• [THE PROBLEM]: Please set down each of the lines below once more, exactly, omitting all pictures.

• [INFORMATION GIVEN]:
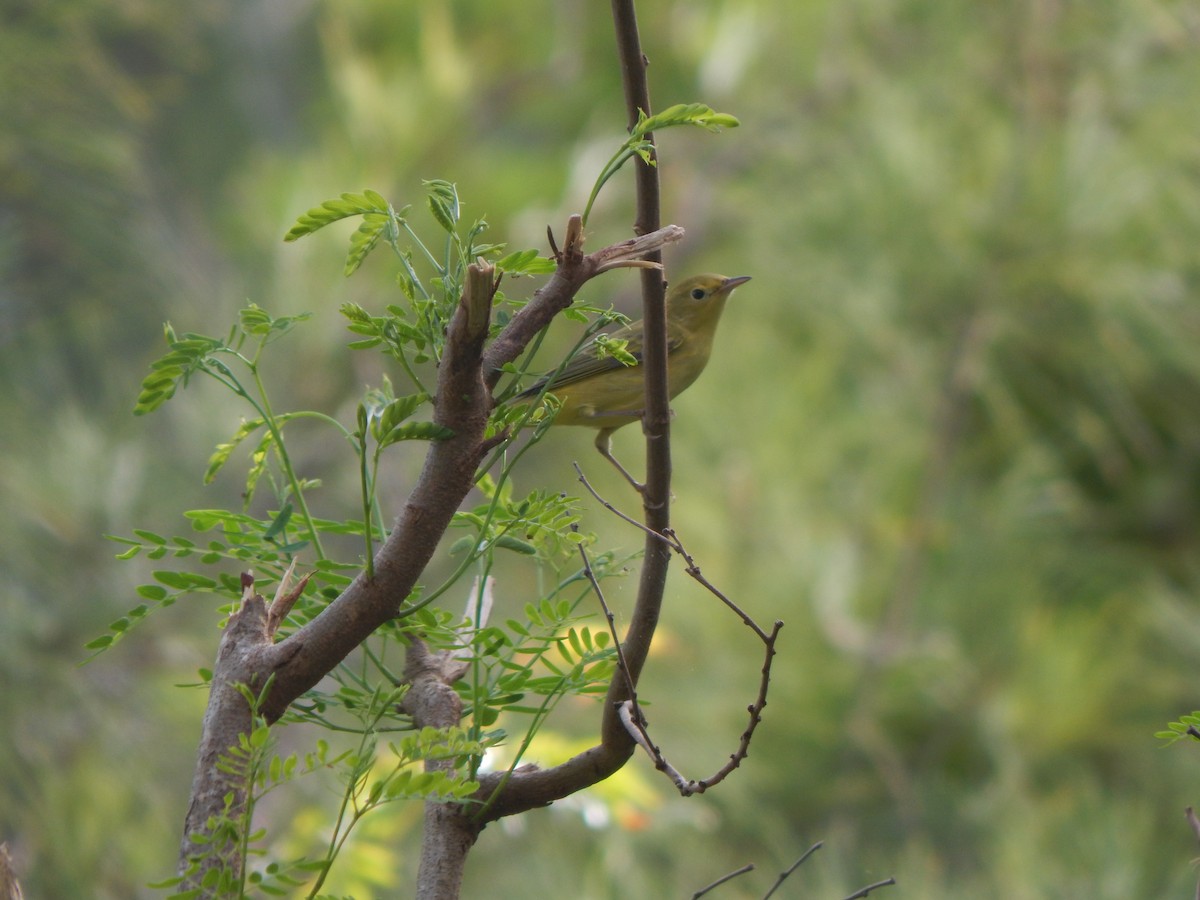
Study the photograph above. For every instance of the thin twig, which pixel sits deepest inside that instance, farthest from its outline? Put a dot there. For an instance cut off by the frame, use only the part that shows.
(869, 888)
(633, 719)
(731, 876)
(784, 875)
(610, 618)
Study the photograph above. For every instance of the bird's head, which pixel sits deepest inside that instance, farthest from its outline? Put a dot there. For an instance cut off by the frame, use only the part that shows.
(701, 297)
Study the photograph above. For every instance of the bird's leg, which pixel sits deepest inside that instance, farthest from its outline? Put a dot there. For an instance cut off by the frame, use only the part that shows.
(604, 444)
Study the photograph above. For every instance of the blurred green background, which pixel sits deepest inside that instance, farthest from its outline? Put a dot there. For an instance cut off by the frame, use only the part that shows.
(951, 433)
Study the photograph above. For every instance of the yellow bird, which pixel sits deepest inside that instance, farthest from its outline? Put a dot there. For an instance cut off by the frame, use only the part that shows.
(598, 390)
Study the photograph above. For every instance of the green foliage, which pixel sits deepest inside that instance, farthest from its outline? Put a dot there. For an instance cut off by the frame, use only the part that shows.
(1188, 726)
(521, 670)
(641, 145)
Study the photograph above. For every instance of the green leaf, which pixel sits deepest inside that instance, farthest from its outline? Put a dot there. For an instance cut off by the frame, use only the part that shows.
(520, 546)
(222, 453)
(683, 114)
(417, 431)
(364, 240)
(526, 262)
(348, 204)
(443, 202)
(396, 412)
(279, 523)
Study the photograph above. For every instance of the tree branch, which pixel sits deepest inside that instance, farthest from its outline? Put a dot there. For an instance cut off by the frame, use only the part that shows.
(249, 655)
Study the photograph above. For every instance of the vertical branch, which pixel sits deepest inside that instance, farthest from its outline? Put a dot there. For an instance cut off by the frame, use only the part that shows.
(657, 421)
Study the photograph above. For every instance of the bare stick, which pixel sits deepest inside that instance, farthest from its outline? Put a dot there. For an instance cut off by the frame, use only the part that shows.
(784, 875)
(731, 876)
(633, 719)
(869, 888)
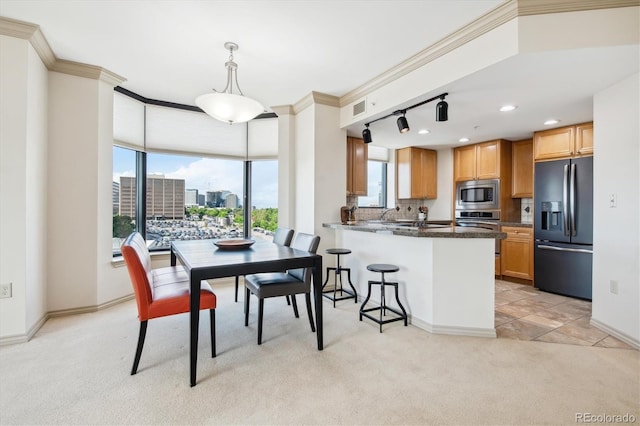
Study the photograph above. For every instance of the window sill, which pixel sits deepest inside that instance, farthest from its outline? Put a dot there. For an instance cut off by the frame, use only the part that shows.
(118, 261)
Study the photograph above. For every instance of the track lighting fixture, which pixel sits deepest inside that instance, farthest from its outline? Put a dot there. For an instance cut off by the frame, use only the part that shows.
(403, 125)
(442, 114)
(442, 109)
(366, 135)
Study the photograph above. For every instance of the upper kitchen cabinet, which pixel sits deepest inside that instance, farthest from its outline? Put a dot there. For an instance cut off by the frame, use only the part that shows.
(584, 139)
(357, 157)
(481, 161)
(522, 169)
(563, 142)
(416, 173)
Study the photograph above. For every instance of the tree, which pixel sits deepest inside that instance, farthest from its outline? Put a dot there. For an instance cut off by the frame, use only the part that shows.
(122, 226)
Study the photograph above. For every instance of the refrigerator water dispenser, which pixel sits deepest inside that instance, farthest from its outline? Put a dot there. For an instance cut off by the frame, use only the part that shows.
(551, 215)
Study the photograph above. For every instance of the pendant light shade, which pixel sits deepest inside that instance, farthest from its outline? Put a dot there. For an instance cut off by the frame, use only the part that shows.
(228, 106)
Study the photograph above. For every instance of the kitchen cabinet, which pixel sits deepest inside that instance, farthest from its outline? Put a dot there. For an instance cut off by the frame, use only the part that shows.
(357, 158)
(563, 142)
(522, 169)
(481, 161)
(416, 173)
(516, 253)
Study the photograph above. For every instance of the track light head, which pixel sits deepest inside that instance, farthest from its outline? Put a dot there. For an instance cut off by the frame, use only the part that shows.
(366, 135)
(442, 109)
(403, 124)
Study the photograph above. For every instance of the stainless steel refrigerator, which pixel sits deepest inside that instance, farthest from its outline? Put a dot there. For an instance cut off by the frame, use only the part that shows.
(563, 226)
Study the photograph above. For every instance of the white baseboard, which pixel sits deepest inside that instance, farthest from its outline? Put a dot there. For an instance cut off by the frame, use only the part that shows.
(634, 343)
(22, 338)
(454, 331)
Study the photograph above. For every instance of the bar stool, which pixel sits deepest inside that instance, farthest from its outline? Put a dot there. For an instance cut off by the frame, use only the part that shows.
(338, 272)
(383, 268)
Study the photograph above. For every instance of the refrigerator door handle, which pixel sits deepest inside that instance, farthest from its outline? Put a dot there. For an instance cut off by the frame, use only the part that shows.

• [RESPONSE TO THE TASK]:
Study the photograph above. For every instance of the thin twig, which pixel sits deepest inside that instance, farthest from its outline? Put a dot there. For an instance cut off by the frame, use only the part that shows.
(869, 888)
(633, 719)
(731, 876)
(784, 875)
(610, 618)
Study the photograph above. For every instance of the bird's head, which pixel sits deepest inside that instance, farthest from its outline? Put a dot there. For an instance cut off by the frame, use only the part that shows.
(701, 297)
Study the photograph above. For every instance of the bird's leg, which pixel sits deepest inside that instance, farthest from its outline? Put a dot there. For an instance cut off by the frame, use only the part that shows.
(604, 444)
Study the photograph above. For every instance of the blurred green background, which pixel sits deepest inside that instance, farthest from its outline? Put a dot there. For an instance cut off by the frame, use only the part that shows.
(951, 433)
Study the photograph above. For every instance of the yellow bird, which pixel sits deepest inside that instance, farthest from its outline? Put a dot there. For an instance cut off by the frame, use only the part that shows.
(598, 390)
Study the photograph above. For every instance of the green foliage, which pixel sits deepest inside that instance, farthest from its outline? Put a dot there. For an instance cut off by the frame, use only the part that shows.
(1188, 726)
(521, 670)
(641, 145)
Study the photograph above. For every instance of the green leaf, which pixel sits deepest inside that instance, farthest from its outline? Put a dot there. For an instance cut off by the frame, use only the part that shows.
(520, 546)
(222, 453)
(683, 114)
(417, 431)
(364, 240)
(526, 262)
(348, 204)
(443, 202)
(396, 412)
(279, 523)
Study the photograph above. For every instance of the tree branch, which pixel sits deepest inside that instance, farthest from its outline? Put a dot there. For an instance cut off by the frame, use only the part that shows.
(249, 655)
Study the photograph above. For every instance of the vertical branch, which pixel sits deepest inside that instance, farthest from its outline? Put a dot there. For an instance cut off by the frame, use only the part that shows.
(657, 421)
Study the photograph above. For every instance of the bare stick, which pixel sits deepest inside that instance, farthest from its outline? Put a dot there. For an instance cut off by the frame, use only the part that shows.
(784, 875)
(731, 876)
(633, 719)
(869, 888)
Study the photograph above. For every instance of the window sill, which pixel sits deepest inside that instance, farthest from its outline? Put a dot there. For an instance cut off by the frame, use only the part that shows.
(118, 261)
Study the photograph above. For every instance of the track lighting fixture, which pixel sits deepest inside that instance, farthest from its outline? Put a dot there. For an instance cut off by the frame, use only the part that shows.
(403, 125)
(442, 114)
(442, 109)
(366, 135)
Study the photograph above. For every instance of the upper kitchen cabinet, which pixel sits deepest inside that instance, farthest from its outline? Put a dot there. For an instance cut off by the frame, use only the part that shows.
(584, 139)
(357, 157)
(481, 161)
(522, 169)
(563, 142)
(416, 173)
Study the photograph above. For every instance of the tree, which pixel sits deepest inside that instance, farthest from its outline? Put a dot there. For an instance cut off by the frame, use only the part that shows.
(122, 226)
Study the photograph above. For every instance of the refrigerator water dispenser, which pixel sits deepest inside that instance, farthest from its outline? Put a dot there. For an instance cut off by the frame, use only the part that shows.
(551, 215)
Study the photograph above. For every instance of the pendant light shade, which pixel sits deepest inside that instance, farthest from its outline? Put a dot there. For an instance cut off by the frame, use only the part that shows.
(228, 106)
Study the photograph above. For every instance of the kitchen cabinet, which pixel sits deepest inside that instance, farthest from its outline? Put a dot there. For an instance cut off by the frame, use only the part that shows.
(357, 158)
(563, 142)
(522, 169)
(481, 161)
(416, 173)
(516, 253)
Study the photograph above. For every instance of the track light head, which pixel sits deepest inside that instance, farthest from its outline? Put a dot there. For an instance cut off by the frame, use only the part that shows.
(366, 135)
(442, 109)
(403, 124)
Study the photograph above. For every instance of the stainless steel refrigerator, which pixel sits deepest inside that instance, farthest from its outline? Put a dot there. For an instance cut off by the frame, use only the part that shows.
(563, 226)
Study the photograph above. For every instance of the white baseboard, which pixel sits deepest inside that instance, farthest from its outline? Put a dot there. For an instance cut off by the frame, use only the part that shows.
(634, 343)
(22, 338)
(454, 331)
Study the photograph above. For every instance of the bar stool, which pixel sits deepest inside that instance, farthest from its outline? Put a dot there. For an instance cut off by the frame, use only the part that shows.
(338, 272)
(383, 268)
Study the photograph above. For every instance of the refrigerator door handle, which pixel sits deepest inside that instance, farthest from its outline? Put a dot there. For an instance cut off by the frame, use only the part that shows.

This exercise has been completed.